=== DATA FOR REVIEW ===
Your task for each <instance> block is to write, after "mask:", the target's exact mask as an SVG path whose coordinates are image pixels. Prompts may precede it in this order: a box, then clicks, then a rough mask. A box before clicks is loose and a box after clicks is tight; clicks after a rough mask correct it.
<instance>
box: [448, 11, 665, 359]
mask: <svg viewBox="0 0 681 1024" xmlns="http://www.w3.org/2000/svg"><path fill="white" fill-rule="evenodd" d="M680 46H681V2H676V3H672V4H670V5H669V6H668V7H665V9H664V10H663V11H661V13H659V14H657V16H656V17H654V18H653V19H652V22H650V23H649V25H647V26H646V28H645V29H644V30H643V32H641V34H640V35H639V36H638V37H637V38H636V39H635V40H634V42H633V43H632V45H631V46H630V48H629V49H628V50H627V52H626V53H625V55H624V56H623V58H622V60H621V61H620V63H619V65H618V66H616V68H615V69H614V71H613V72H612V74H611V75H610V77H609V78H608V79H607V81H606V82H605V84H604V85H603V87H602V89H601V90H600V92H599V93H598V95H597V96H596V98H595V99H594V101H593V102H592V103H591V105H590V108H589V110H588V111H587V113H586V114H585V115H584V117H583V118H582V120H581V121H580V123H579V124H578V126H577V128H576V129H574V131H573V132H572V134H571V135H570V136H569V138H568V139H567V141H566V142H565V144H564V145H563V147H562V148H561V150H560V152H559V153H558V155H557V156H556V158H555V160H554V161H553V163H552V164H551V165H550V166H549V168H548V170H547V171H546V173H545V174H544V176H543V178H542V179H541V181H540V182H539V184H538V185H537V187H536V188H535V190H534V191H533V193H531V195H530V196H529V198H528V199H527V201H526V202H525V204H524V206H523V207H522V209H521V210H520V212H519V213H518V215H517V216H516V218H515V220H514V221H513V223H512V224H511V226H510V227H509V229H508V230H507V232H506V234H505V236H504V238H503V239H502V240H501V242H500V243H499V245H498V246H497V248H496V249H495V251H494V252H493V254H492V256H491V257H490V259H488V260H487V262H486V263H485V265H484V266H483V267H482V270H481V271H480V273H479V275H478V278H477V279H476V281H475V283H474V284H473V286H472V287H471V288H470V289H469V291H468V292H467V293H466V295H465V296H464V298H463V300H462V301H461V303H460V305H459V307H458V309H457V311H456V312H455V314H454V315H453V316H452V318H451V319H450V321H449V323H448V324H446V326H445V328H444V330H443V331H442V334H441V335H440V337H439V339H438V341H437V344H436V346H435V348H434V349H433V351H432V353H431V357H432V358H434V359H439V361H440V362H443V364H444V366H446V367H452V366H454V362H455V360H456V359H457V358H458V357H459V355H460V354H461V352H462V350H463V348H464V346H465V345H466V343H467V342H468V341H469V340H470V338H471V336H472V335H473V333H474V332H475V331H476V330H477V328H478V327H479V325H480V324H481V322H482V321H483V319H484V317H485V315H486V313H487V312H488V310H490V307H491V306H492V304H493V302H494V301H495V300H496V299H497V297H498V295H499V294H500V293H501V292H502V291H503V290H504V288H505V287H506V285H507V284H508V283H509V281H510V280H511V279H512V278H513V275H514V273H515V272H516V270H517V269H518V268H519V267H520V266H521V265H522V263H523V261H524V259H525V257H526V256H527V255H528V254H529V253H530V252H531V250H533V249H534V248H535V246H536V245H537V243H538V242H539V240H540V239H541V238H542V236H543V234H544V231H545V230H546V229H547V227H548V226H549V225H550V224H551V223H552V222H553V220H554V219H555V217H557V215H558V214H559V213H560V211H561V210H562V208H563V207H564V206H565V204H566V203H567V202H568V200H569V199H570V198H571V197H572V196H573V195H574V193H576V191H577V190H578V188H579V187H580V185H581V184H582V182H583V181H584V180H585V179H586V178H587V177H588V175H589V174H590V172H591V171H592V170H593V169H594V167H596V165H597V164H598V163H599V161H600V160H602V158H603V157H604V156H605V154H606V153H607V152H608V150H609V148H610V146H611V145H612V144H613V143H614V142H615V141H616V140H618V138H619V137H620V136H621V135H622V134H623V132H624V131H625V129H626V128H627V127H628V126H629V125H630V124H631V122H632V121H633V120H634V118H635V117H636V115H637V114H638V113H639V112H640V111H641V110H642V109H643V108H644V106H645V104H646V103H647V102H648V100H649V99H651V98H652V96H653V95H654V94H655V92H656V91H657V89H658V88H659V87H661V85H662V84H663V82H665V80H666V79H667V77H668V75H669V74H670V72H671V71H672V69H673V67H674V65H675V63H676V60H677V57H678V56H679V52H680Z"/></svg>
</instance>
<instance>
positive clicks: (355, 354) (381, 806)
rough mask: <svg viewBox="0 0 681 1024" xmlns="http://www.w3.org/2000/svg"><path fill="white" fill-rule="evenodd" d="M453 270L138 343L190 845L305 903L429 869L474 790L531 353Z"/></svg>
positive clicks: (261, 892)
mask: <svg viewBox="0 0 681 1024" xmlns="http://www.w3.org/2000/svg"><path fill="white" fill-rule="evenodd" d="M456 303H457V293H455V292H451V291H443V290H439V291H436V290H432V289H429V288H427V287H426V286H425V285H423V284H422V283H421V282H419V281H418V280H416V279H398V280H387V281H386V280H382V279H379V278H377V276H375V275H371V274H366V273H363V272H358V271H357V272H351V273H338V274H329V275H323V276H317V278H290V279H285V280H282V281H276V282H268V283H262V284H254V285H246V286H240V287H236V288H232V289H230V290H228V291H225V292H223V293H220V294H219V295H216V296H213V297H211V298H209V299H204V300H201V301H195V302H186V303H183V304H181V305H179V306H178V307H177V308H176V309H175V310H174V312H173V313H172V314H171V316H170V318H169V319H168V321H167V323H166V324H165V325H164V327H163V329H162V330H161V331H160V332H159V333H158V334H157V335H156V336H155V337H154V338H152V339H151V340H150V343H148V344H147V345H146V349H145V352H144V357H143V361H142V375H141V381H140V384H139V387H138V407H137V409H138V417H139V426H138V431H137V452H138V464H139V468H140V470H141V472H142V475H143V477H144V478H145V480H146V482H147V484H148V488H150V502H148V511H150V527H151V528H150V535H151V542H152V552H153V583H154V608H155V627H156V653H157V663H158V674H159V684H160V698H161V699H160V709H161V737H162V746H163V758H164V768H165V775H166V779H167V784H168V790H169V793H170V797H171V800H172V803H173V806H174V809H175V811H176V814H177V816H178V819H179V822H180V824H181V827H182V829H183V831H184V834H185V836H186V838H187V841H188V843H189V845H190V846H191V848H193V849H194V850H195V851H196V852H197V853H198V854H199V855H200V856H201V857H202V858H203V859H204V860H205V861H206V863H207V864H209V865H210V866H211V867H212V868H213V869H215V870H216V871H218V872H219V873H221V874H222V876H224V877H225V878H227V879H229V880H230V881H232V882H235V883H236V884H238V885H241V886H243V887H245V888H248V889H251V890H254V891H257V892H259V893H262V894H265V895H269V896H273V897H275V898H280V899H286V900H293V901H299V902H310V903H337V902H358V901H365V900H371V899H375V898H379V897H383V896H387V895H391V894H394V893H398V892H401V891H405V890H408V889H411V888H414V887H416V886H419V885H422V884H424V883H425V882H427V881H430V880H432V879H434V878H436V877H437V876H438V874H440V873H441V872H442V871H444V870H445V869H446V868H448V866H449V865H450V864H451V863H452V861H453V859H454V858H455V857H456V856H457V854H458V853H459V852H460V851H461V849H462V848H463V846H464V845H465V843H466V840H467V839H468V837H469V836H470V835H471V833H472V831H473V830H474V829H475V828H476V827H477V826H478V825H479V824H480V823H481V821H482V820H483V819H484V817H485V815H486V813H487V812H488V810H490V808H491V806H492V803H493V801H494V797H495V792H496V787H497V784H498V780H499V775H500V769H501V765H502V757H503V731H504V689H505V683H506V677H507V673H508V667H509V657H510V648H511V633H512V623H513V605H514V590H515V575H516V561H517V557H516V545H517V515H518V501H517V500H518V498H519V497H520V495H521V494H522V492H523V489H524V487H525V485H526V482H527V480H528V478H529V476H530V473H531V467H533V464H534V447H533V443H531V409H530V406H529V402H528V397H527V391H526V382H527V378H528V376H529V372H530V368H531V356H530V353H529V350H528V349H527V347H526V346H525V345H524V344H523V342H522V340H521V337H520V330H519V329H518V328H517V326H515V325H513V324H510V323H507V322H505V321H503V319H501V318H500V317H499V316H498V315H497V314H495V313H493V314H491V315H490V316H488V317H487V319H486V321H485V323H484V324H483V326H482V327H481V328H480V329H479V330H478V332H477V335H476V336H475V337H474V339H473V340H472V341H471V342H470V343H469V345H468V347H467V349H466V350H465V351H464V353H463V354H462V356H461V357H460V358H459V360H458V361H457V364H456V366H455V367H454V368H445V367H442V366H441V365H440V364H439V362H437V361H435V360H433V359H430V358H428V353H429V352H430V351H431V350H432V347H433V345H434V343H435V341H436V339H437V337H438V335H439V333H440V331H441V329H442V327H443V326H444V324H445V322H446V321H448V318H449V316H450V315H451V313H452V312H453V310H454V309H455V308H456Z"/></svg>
===
- _EXERCISE REQUIREMENTS_
Reproduce the items verbatim from their first line through the line containing "box: [448, 11, 665, 359]", including both of those lines.

- _SOLUTION TO THIS EXERCISE_
Your task for each <instance> block is to write, after "mask:", the target's exact mask as an SVG path whose coordinates are image pixels. Prompts may precede it in this order: a box, then clicks, then a rough mask. A box before clicks is loose and a box after clicks is tight; clicks after a rough mask correct it.
<instance>
box: [448, 11, 665, 359]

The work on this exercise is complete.